## REQUISITOS DEL PROBLEMA
Edita todas las líneas siguientes: sustituye "stone staircase" por "stone steps" dondequiera que aparezca y deja lo demás sin cambios.

## Registros guardados
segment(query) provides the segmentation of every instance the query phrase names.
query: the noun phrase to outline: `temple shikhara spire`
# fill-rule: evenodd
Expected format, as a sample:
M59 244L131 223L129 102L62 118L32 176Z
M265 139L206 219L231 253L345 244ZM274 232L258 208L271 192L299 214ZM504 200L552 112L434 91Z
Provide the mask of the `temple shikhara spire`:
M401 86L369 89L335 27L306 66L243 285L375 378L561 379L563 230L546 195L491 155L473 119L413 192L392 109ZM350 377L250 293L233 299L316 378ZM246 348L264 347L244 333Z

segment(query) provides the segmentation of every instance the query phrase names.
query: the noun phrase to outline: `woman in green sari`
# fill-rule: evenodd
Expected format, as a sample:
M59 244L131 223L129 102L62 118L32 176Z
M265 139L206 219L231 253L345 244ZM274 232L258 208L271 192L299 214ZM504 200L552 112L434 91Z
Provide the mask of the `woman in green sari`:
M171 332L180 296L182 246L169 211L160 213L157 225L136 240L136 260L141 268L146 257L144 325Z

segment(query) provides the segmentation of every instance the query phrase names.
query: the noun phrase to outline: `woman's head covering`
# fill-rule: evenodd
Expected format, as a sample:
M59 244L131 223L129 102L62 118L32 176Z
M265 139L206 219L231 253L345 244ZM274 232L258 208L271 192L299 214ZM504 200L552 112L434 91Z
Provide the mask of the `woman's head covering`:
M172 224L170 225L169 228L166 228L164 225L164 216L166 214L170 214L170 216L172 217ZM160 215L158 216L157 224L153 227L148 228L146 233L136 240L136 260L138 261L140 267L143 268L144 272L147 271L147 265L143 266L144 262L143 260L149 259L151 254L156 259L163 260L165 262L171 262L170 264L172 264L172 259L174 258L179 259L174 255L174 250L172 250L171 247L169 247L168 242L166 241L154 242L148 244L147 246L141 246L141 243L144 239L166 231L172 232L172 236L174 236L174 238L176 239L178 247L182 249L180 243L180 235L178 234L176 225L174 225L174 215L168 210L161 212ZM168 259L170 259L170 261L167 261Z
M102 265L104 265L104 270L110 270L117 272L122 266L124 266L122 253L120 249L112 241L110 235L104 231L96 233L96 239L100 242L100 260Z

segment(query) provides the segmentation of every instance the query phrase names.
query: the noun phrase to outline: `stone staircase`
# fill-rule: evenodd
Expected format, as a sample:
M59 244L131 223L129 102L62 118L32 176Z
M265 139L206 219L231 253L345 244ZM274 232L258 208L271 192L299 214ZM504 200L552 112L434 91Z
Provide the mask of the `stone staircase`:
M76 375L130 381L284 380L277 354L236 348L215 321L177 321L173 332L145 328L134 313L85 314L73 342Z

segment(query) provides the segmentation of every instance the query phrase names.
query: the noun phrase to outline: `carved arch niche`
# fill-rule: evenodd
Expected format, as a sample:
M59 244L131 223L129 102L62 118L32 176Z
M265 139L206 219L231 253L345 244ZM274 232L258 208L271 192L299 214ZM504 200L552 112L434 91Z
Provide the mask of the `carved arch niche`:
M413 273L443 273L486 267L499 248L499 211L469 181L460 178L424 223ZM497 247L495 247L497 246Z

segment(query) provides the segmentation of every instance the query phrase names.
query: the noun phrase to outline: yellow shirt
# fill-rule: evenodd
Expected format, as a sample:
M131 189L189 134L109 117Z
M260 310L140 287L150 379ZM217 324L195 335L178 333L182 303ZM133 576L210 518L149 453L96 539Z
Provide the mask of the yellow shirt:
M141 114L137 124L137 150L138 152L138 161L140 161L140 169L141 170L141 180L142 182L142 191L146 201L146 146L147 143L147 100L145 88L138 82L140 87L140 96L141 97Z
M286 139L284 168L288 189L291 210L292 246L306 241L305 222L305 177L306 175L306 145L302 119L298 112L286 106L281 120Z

## TAREA COMPLETADA
segment(query) provides the segmentation of every instance the query phrase names.
query: the noun phrase to outline: `temple shikhara spire`
# fill-rule: evenodd
Expected format, as a sample:
M59 244L131 223L129 102L62 118L32 176Z
M265 139L206 219L231 253L345 244ZM274 232L258 208L271 192L299 214ZM504 200L552 112L434 91Z
Provide the mask of the `temple shikhara spire`:
M401 86L369 89L335 27L306 66L243 285L375 378L561 379L563 230L546 195L491 155L473 119L413 192L392 109ZM350 377L250 293L233 299L316 378ZM246 348L264 347L244 333Z

segment(query) provides the segmentation of every instance the query phrase names.
query: the noun phrase to outline: `woman in green sari`
# fill-rule: evenodd
Expected format, as a sample:
M59 244L131 223L129 102L62 118L32 176Z
M265 139L206 219L231 253L345 244ZM274 232L258 208L271 192L299 214ZM504 200L552 112L434 91Z
Provide the mask of the `woman in green sari`:
M171 332L180 296L182 246L169 211L160 213L157 225L136 240L136 260L141 268L146 257L144 325Z

segment(query) provides the segmentation of every instance the query phrase names.
query: the noun phrase to outline: `woman's head covering`
# fill-rule: evenodd
Expected format, as a sample:
M59 244L131 223L129 102L62 118L32 176Z
M265 139L206 219L231 253L345 244ZM274 232L258 208L271 192L299 214ZM504 200L552 112L434 91Z
Provide the mask of the `woman's head covering`:
M172 224L170 225L169 228L166 228L164 225L164 216L166 214L170 214L170 216L172 217ZM160 215L158 216L157 224L153 227L148 228L146 233L136 240L136 260L138 261L140 267L143 268L144 272L147 271L147 265L143 266L144 262L143 260L149 259L151 254L156 259L163 260L165 262L171 262L170 264L172 264L172 259L174 258L179 259L174 255L174 250L172 250L171 247L169 247L168 242L166 241L154 242L148 244L147 246L141 246L141 243L144 239L166 231L172 232L172 236L174 236L174 238L176 239L178 247L182 249L180 243L180 235L178 234L176 225L174 225L174 215L168 210L161 212ZM168 259L170 259L170 261L167 261Z
M102 265L104 265L104 270L110 270L117 272L122 266L124 266L122 253L120 249L112 241L110 235L104 231L96 233L96 239L100 242L100 260Z

segment(query) provides the segmentation of every instance the query phrase names.
query: the noun phrase to outline: `stone steps`
# fill-rule: evenodd
Expected format, as a sample:
M59 244L131 223L129 102L62 118L32 176Z
M265 139L206 219L231 253L345 244ZM274 232L258 208L271 192L299 214ZM504 200L552 112L434 91Z
Provide the mask of the `stone steps`:
M76 375L130 381L284 380L277 354L236 348L215 321L177 321L173 332L145 328L134 313L85 314L73 342Z

segment(query) provides the segmentation of every instance the query phrase names.
query: the noun phrase to outline: `carved arch niche`
# fill-rule: evenodd
Expected format, as a sample:
M59 244L131 223L129 102L62 118L32 176Z
M265 139L206 219L231 253L345 244ZM274 232L258 208L271 192L299 214ZM504 200L552 112L434 91Z
Provide the mask of the `carved arch niche`:
M413 273L443 273L486 267L499 248L499 211L469 181L460 178L424 223ZM497 247L495 247L497 246Z

segment(query) provides the segmentation of every instance the query phrase names.
query: the noun phrase to outline: yellow shirt
# fill-rule: evenodd
Expected format, as a sample:
M131 189L189 134L109 117Z
M260 310L140 287L150 379ZM217 324L195 335L178 333L182 303ZM133 576L210 518L149 453L96 539Z
Provide the mask of the yellow shirt:
M141 114L137 124L137 150L138 152L138 161L140 161L140 169L141 170L141 180L142 182L142 191L146 201L146 146L147 143L147 100L145 88L138 82L140 87L140 96L141 97Z
M286 139L284 168L288 189L291 210L292 246L306 241L305 222L305 177L306 175L306 145L302 119L298 112L286 106L281 120Z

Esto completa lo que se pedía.